DATA RECORDS:
----------

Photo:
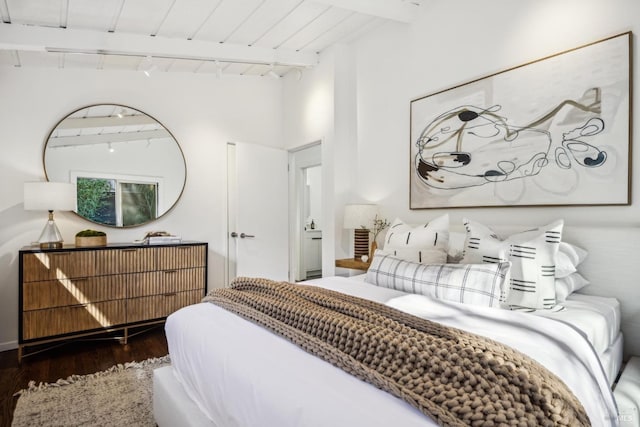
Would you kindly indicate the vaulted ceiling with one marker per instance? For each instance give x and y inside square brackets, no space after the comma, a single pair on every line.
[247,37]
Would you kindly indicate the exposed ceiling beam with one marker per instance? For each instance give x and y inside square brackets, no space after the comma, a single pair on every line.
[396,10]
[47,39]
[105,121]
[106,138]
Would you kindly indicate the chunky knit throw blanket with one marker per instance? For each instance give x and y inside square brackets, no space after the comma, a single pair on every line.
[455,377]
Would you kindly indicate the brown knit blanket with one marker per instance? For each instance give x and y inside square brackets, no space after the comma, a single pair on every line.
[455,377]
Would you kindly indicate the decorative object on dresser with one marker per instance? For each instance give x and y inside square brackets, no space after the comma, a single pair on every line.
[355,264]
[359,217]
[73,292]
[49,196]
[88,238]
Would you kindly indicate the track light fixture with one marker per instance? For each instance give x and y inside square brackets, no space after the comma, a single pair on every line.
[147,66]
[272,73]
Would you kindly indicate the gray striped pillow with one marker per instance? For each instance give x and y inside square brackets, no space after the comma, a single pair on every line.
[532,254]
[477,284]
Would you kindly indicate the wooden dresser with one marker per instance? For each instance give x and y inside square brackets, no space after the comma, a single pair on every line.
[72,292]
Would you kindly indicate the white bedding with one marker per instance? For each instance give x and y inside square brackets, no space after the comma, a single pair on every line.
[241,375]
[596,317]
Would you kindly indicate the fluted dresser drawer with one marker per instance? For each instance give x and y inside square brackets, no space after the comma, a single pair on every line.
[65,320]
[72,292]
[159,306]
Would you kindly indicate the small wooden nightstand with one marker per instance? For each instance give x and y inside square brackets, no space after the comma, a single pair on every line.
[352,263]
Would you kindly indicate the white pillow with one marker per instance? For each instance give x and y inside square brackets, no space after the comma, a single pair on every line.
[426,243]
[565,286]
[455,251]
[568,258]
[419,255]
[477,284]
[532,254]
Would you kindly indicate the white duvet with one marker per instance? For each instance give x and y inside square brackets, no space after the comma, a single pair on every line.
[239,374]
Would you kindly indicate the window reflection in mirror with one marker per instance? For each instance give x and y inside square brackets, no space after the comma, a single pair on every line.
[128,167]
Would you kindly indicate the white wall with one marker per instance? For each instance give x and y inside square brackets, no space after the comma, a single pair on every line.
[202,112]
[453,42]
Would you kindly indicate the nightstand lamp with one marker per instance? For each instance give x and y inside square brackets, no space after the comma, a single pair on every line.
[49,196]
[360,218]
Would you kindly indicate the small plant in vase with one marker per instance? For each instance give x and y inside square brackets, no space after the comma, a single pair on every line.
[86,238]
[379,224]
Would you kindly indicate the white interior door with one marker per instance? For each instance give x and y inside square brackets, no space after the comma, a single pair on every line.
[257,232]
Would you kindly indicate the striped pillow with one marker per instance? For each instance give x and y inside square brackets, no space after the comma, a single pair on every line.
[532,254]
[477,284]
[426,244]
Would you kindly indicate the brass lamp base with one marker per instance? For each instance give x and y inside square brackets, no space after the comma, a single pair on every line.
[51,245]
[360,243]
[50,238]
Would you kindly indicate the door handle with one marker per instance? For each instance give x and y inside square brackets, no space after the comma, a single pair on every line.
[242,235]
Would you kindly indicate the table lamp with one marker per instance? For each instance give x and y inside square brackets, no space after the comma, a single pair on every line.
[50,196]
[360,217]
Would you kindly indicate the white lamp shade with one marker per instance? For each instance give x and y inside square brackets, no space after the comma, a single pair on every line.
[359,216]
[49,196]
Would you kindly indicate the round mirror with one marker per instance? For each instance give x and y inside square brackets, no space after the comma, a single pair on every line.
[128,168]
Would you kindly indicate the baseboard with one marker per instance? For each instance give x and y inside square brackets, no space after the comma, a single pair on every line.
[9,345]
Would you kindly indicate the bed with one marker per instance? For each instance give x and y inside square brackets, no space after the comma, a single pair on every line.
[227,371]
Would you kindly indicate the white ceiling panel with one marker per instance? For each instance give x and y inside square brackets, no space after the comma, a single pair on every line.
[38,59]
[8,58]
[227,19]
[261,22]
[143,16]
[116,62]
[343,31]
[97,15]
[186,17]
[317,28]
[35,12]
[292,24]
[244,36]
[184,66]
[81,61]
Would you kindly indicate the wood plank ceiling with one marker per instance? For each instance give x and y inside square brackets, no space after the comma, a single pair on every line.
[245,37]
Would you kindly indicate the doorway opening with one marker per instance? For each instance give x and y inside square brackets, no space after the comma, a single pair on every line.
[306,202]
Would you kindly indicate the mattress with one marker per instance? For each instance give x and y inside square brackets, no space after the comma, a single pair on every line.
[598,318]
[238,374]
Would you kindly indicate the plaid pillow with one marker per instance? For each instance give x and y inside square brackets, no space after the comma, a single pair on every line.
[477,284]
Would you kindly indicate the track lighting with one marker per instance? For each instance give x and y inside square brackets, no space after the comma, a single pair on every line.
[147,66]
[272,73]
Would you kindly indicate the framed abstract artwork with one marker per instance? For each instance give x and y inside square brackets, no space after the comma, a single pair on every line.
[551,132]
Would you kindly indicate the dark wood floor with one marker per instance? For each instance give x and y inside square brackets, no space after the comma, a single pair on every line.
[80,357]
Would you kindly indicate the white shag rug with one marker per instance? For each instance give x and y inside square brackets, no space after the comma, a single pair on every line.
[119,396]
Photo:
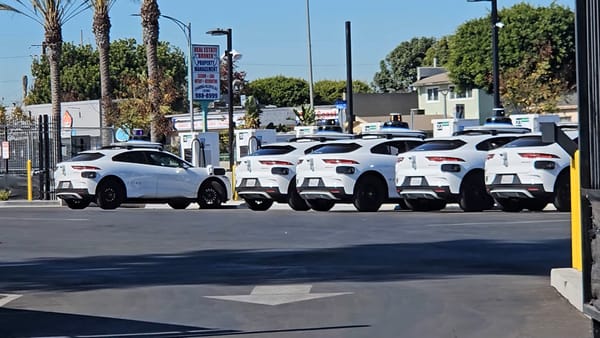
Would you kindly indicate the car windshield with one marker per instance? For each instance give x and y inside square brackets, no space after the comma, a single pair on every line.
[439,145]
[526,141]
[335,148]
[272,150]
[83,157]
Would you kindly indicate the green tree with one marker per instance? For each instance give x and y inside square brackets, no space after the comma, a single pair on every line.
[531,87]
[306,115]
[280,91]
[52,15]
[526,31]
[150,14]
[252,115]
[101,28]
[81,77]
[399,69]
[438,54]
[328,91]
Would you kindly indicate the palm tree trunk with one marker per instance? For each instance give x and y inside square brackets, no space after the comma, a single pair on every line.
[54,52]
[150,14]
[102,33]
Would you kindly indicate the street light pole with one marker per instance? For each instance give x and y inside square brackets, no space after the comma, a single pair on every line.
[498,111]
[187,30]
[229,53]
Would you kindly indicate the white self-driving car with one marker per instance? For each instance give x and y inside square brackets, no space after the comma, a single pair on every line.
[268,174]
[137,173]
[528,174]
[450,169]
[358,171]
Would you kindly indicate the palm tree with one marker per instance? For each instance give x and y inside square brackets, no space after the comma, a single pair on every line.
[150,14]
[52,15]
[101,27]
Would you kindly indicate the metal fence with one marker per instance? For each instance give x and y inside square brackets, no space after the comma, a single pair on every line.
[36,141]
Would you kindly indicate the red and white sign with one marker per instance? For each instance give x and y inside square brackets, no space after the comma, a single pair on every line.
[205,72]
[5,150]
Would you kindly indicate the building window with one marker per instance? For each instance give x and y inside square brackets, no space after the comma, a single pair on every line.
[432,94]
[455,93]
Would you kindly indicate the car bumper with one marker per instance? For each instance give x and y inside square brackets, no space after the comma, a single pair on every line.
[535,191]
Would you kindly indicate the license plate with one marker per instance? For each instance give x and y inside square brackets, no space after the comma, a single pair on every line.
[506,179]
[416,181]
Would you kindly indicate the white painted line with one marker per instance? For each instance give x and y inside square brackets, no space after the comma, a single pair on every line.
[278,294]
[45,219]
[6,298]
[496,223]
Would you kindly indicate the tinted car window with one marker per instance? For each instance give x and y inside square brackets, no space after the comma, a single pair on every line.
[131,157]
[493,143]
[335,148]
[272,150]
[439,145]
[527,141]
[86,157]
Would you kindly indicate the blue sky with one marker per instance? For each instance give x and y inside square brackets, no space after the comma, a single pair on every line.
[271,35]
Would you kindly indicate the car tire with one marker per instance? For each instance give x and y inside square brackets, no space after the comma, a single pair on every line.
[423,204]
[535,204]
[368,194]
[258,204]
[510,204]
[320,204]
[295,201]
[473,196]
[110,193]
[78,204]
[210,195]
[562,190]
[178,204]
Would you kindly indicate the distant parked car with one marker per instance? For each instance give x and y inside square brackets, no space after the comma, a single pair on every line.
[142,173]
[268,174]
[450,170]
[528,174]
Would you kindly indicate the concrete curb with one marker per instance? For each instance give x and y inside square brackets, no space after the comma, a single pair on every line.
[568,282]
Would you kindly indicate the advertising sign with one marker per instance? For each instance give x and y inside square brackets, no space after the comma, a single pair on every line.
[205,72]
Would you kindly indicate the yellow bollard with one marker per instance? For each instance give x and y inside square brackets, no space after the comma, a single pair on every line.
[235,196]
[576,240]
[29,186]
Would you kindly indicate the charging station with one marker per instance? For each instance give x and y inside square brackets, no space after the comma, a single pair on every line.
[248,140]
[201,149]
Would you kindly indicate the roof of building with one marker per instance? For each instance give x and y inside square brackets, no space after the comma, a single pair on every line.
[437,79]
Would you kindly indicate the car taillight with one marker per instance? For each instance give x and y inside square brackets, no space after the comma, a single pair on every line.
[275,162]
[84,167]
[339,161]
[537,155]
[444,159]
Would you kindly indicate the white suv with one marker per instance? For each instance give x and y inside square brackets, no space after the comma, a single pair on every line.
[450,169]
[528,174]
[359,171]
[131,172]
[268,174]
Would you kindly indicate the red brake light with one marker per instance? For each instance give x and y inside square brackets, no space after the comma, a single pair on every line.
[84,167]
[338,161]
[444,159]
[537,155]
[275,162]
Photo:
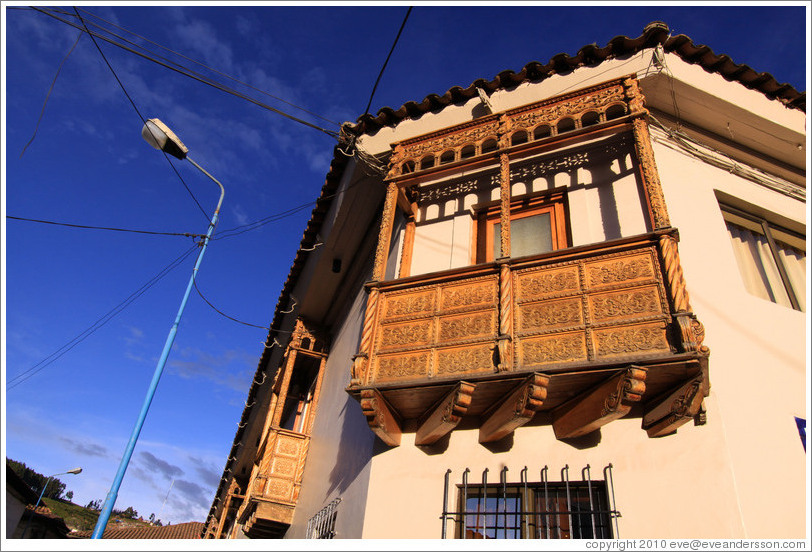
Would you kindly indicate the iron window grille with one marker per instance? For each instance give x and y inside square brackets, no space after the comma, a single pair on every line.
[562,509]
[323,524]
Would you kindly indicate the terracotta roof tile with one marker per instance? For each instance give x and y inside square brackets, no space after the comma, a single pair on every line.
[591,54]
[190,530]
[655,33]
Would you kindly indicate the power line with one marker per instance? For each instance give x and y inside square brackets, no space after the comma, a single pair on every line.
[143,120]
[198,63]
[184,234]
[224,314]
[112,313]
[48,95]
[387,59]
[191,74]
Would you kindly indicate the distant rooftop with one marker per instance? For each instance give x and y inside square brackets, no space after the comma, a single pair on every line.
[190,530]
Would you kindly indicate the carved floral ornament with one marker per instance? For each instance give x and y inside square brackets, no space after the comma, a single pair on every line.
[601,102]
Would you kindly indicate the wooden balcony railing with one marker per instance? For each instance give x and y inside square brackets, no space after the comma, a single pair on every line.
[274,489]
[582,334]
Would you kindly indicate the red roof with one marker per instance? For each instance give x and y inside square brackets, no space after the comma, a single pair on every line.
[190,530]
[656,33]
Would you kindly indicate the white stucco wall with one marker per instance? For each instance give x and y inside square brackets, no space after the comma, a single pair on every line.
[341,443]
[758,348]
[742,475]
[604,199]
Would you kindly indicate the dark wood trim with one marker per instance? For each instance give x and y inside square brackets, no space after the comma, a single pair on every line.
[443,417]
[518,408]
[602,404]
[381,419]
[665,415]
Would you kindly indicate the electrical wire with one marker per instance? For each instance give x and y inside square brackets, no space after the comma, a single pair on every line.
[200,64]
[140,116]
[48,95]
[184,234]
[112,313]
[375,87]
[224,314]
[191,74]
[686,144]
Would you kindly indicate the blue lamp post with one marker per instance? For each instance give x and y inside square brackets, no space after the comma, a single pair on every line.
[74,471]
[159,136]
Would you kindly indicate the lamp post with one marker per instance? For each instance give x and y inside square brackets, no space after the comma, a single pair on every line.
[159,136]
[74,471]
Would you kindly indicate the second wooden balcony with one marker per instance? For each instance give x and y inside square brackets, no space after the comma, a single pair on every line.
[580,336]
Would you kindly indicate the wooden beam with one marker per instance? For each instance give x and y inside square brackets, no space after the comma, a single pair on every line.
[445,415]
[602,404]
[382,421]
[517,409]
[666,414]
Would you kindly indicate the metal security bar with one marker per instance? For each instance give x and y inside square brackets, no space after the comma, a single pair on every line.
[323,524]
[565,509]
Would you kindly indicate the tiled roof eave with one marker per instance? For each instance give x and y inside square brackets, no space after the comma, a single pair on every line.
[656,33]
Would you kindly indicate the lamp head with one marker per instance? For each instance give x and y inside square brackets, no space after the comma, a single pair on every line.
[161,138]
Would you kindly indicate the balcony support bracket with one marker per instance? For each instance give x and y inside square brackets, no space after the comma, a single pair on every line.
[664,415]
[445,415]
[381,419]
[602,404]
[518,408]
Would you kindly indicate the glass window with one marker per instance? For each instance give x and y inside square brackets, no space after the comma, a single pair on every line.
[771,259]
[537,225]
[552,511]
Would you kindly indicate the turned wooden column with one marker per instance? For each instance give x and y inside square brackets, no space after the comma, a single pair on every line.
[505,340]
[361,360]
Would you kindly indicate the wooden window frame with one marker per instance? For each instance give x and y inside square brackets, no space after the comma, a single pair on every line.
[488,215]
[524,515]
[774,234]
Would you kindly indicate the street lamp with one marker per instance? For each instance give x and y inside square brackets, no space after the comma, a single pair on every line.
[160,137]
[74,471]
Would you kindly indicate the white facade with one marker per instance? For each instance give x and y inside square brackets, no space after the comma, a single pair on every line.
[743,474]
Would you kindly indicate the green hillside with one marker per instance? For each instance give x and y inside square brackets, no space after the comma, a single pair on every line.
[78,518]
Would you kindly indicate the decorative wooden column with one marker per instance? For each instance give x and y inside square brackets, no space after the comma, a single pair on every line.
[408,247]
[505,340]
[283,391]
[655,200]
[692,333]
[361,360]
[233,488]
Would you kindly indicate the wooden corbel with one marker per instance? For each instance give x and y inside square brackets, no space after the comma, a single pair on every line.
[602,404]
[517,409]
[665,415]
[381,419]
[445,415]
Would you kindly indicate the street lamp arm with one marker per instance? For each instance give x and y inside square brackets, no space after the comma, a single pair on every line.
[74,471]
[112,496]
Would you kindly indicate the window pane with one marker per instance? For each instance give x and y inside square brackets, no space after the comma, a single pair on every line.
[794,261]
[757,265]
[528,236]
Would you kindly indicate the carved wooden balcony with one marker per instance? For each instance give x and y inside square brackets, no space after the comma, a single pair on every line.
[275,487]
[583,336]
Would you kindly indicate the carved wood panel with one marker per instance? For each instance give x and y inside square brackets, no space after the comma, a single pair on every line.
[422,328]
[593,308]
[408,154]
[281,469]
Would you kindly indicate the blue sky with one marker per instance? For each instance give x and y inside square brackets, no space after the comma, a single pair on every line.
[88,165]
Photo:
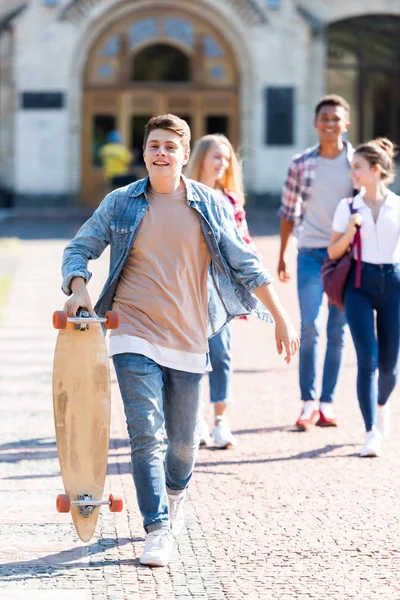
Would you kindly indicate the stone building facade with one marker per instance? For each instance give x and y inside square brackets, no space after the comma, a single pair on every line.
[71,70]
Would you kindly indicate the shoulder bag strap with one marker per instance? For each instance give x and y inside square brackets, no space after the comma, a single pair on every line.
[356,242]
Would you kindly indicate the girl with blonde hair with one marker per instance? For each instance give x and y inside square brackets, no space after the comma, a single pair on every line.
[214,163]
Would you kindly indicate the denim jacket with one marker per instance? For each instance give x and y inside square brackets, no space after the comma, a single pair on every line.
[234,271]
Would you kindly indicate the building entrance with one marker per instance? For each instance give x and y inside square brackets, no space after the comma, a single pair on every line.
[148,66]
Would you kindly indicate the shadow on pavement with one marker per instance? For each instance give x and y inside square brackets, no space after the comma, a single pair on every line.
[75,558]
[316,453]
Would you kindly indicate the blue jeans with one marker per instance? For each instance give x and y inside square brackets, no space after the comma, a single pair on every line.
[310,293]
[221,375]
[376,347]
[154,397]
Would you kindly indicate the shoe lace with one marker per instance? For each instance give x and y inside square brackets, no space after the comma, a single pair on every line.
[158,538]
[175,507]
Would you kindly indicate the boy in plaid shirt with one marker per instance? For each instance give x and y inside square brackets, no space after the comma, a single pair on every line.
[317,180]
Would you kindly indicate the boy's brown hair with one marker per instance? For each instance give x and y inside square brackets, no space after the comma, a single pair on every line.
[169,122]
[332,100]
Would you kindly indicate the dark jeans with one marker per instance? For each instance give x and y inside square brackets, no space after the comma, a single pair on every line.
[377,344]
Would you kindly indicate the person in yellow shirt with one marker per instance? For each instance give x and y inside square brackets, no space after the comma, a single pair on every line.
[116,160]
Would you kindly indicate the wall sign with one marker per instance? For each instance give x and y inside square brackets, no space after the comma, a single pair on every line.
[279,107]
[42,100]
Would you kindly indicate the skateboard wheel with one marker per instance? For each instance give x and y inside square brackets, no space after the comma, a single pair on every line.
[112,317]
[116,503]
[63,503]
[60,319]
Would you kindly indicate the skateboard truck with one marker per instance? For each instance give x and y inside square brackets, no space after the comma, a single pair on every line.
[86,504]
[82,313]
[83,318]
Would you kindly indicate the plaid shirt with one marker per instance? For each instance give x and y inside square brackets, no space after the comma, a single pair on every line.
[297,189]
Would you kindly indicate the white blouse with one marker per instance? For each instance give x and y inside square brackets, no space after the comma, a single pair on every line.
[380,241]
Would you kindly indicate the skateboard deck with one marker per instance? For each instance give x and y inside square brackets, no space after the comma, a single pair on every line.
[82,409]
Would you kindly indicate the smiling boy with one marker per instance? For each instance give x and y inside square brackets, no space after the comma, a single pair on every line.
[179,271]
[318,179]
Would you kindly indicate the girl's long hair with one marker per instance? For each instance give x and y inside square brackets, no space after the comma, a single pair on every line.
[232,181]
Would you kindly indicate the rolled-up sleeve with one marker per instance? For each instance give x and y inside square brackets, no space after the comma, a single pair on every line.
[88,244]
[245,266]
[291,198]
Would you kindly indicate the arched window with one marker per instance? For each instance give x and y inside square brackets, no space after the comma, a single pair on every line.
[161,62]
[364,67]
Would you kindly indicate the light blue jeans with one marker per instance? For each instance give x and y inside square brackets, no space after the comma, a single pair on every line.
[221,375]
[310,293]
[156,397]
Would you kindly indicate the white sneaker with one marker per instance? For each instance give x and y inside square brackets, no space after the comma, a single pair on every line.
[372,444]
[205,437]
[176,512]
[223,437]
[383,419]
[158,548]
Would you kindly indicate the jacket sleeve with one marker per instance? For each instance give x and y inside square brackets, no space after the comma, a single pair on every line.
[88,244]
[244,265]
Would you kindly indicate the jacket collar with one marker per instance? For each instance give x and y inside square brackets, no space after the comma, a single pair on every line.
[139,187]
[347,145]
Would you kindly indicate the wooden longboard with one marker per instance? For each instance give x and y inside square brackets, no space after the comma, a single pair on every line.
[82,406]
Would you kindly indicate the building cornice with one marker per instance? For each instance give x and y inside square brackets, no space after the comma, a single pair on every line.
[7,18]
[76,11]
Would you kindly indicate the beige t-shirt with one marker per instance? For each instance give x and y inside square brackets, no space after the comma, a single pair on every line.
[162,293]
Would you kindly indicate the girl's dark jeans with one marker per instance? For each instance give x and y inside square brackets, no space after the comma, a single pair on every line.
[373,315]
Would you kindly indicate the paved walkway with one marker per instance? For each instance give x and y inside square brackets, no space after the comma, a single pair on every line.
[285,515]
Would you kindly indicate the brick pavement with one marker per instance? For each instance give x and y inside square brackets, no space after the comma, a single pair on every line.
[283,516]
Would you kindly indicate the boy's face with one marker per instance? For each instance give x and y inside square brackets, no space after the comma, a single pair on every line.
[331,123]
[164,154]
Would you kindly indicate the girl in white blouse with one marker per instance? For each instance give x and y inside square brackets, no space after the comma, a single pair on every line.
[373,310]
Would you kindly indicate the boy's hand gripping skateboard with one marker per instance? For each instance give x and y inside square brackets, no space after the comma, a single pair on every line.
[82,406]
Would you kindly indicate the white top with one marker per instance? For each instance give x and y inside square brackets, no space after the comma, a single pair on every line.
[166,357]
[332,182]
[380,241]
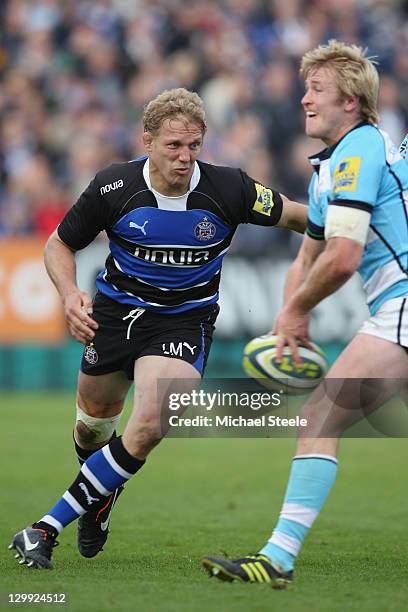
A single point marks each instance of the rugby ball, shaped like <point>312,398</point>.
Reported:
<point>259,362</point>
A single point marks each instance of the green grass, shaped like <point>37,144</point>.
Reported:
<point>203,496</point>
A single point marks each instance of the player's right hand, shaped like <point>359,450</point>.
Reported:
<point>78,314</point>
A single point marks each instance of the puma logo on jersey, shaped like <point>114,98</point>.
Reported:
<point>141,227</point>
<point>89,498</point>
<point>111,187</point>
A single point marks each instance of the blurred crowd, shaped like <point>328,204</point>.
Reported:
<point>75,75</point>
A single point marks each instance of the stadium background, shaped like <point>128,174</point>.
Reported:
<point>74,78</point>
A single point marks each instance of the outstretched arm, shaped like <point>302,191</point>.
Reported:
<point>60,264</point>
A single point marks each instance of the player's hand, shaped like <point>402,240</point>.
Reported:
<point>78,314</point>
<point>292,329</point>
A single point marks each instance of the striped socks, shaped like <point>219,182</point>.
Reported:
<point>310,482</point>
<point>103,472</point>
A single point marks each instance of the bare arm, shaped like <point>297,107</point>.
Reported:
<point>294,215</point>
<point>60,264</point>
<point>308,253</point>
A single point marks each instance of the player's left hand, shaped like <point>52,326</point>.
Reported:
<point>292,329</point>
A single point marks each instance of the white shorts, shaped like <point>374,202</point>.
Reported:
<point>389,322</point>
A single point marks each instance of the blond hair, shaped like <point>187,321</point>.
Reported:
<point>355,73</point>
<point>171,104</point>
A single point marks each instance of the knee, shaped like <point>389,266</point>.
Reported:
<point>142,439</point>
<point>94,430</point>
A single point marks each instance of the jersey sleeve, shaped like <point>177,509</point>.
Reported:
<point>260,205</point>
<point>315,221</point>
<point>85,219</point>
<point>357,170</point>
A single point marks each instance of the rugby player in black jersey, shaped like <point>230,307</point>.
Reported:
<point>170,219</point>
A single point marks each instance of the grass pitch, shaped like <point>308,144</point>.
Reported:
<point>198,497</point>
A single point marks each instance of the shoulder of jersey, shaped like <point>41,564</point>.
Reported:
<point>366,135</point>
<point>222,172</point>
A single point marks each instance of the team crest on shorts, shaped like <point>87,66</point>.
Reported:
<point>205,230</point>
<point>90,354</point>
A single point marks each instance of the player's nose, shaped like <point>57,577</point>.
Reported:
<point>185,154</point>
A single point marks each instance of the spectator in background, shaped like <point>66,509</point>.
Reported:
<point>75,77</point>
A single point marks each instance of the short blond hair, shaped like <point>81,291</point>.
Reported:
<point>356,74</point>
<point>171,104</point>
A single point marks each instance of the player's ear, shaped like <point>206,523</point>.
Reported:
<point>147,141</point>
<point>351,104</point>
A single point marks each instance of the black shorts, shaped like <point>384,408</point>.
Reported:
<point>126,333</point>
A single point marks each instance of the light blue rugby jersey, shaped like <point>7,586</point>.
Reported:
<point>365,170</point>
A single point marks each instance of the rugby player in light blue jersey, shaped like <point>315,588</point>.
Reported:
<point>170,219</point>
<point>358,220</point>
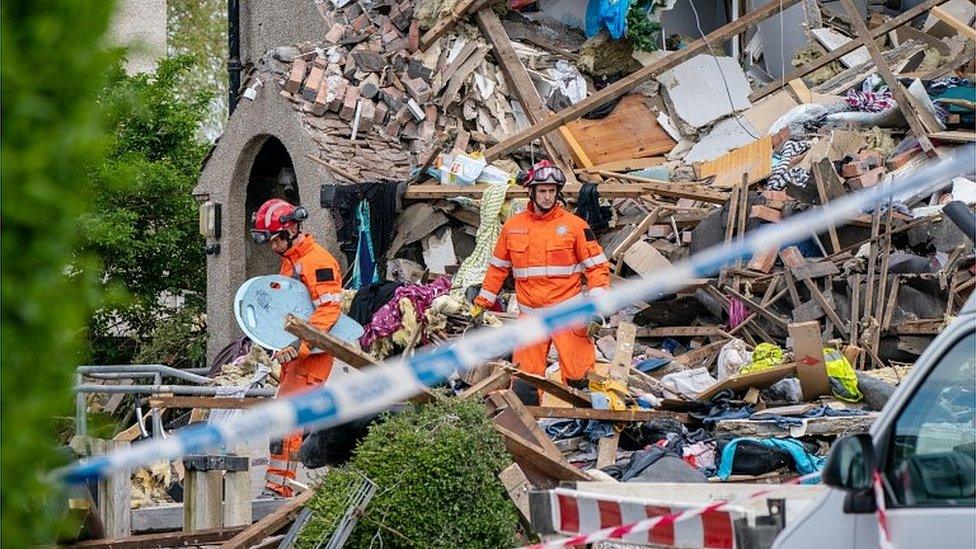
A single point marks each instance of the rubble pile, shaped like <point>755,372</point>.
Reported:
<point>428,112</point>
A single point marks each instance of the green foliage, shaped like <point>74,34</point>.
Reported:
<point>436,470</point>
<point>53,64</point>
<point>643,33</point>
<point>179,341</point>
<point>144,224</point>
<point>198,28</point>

----------

Count up the lines above that include the string "jersey" and report nothing but that number.

TASK SOLUTION: 6